**PROVIDED PASSAGE:**
━━━━

The rest stayed to farm, making Glengarry County, Ontario, the largest Gaelic-speaking community in the world outside Scotland. “Go not to Glengarry if you be not a Highlandman,” warned one publication for prospective Scottish emigrants in 1829. Twenty years later the census revealed that one of every six of the county’s 17,500 residents was surnamed either MacDonnell or MacDonald.
Other Highlanders settled the north shore of Lake Erie in Elgin County, named after Canada’s most famous Scottish governor-general. John Kenneth Galbraith, the Harvard economist, was born and grew up on one of these farms. The Galbraiths had come over from Argyllshire, like many of their neighbors, and years later Galbraith remembered the intense concentration of Scots in Dunwich Township: “Beginning at the Currie Road were first the McPhails, and Grahams, then more Grahams, the MacFarlanes, the McKellar property, Camerons, Morrisons, Gows, Galbraiths, McCallums, more McPhails, more Morrisons, Pattersons, and among others the MacLeods.”
Life in Dunwich Township followed very much the pattern of life in Highland clan bailtean. The people were frugal, hot-tempered, prone to fight and drink heavily, but scrupulously honest. “No houses were ever locked,” Galbraith remembered, “perhaps partly because there was little in them to steal.” They paid little attention to ordinary rules about personal hygiene or polite conduct. The only important distinction was who made the most money—but that conveyed respect rather than social status. In keeping with the Scottish stereotype, no one parted with their money very easily; as Galbraith puts it, “they believed a man could love his money without being a miser.” Those who truly were misers, and left their houses in disrepair and their families in rags, were generally despised: but when their names came up, locals would refer to them as being “very Scotch.”

━━━━

**Saved data entries:**
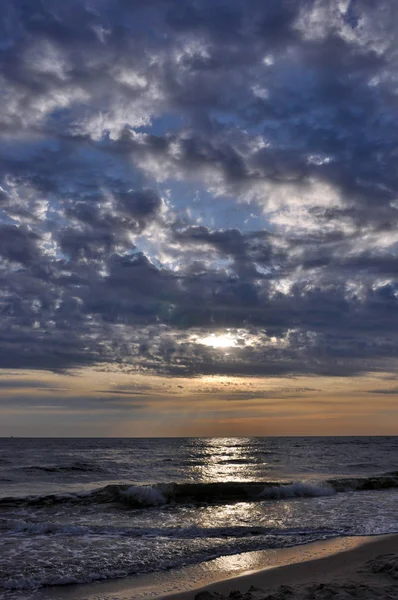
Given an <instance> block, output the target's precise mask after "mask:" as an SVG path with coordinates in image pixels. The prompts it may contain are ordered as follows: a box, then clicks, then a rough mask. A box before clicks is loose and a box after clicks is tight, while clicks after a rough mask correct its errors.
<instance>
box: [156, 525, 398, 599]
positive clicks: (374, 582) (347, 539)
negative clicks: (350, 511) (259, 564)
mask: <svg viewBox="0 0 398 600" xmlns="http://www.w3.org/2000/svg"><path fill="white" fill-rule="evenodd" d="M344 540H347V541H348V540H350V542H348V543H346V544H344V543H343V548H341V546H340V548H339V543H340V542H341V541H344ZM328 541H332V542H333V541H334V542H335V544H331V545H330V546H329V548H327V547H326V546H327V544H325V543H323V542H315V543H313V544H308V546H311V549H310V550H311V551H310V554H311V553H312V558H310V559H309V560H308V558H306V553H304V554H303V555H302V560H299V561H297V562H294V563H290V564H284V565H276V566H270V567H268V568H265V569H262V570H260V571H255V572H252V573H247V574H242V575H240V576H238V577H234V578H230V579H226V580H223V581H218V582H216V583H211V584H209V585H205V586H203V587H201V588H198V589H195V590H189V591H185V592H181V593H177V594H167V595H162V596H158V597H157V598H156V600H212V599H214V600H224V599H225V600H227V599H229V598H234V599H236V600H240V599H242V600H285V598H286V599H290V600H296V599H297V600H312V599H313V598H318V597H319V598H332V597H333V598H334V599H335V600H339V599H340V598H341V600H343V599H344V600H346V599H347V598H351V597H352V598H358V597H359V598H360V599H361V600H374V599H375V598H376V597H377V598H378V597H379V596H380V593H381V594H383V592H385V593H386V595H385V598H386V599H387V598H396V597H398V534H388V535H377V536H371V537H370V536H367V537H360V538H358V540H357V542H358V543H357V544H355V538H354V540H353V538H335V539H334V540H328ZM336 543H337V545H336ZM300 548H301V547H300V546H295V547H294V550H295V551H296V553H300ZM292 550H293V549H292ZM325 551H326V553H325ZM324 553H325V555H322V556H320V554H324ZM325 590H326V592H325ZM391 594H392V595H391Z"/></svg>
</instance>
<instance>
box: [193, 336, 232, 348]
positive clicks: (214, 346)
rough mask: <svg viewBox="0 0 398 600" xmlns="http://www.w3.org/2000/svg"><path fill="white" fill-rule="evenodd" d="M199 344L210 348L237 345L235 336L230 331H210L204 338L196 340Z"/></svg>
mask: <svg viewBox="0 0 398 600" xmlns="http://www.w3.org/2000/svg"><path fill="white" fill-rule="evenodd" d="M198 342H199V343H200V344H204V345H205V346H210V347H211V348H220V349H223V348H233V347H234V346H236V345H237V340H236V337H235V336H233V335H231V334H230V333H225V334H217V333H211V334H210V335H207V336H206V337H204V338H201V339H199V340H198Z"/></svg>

━━━━

**PARTS OF THE EXERCISE:**
1. In the passage on Highland settlers in Ontario, what reason does Galbraith offer for why no houses in Dunwich Township were ever locked? Answer in one to three sentences.
2. Carry the passage on Highland settlers in Ontario forward from its final sentence.

**RESPONSES IN ORDER:**
1. Galbraith suggested that houses went unlocked perhaps partly because there was little in them to steal.

2.
The opening of the interior of Canada was also a largely Scottish enterprise. In 1834 John MacLeod reached the headwaters of the Sitkine River, and in 1847 Alexander Murray built Fort Yukon on the Yukon River. Two Scottish employees of the Hudson’s Bay Company did the first complete survey of the Arctic coastline between 1837 and 1854. However, the greatest transformation of Canada came when John MacDonald launched the construction of the Canadian Pacific Railway, connecting the country from Atlantic to Pacific. It was one of the largest public-private joint ventures in history. Scots dominated the syndicate to promote its construction, from Donald Smith and his cousin George Stephen of the Bank of Montreal to London banker John Rose. Its principal engineer was also a Scot, Sandford Fleming.
The building of the 3,700 mile Canadian Pacific was an epic achievement worthy of Thomas Telford. It defied obstacles and challenges as forbidding as anything the Americans faced with their transcontinental railroad. Fleming and his surveyors, engineers, and road crews had to lay track along nine hundred miles of bottomless muskeg, across the empty prairies of Manitoba and Alberta, and into the steep foothills of the Canadian Rockies. The place where Fleming decided to cross the Rockies was at Kicking Horse Pass. He and his men had to battle temperatures that plunged to thirty and forty degrees below zero, in addition to treacherous snowslides and hurricane-force winds.
When the last spike went in at Craigellachie, British Columbia, on November 7, 1885, Prime Minister John MacDonald arrived by train for the ceremony. The Canadian Pacific was his proudest achievement. It united the country geographically much as MacDonald had united it politically.
It was a Scottish governor-general, Lord Elgin,36 who first opened the door to the independence of British North America, as Canada was then called. Governor-General Elgin carried out reforms similar to those of other Scottish colonial administrators. He abolished the remnants of feudal land tenure left over from the French and built up Canada’s education system. He signed a reciprocity agreement with the United States in 1854, putting an end to the enmity and tension between the two halves of North America, which extended back to the American Revolution.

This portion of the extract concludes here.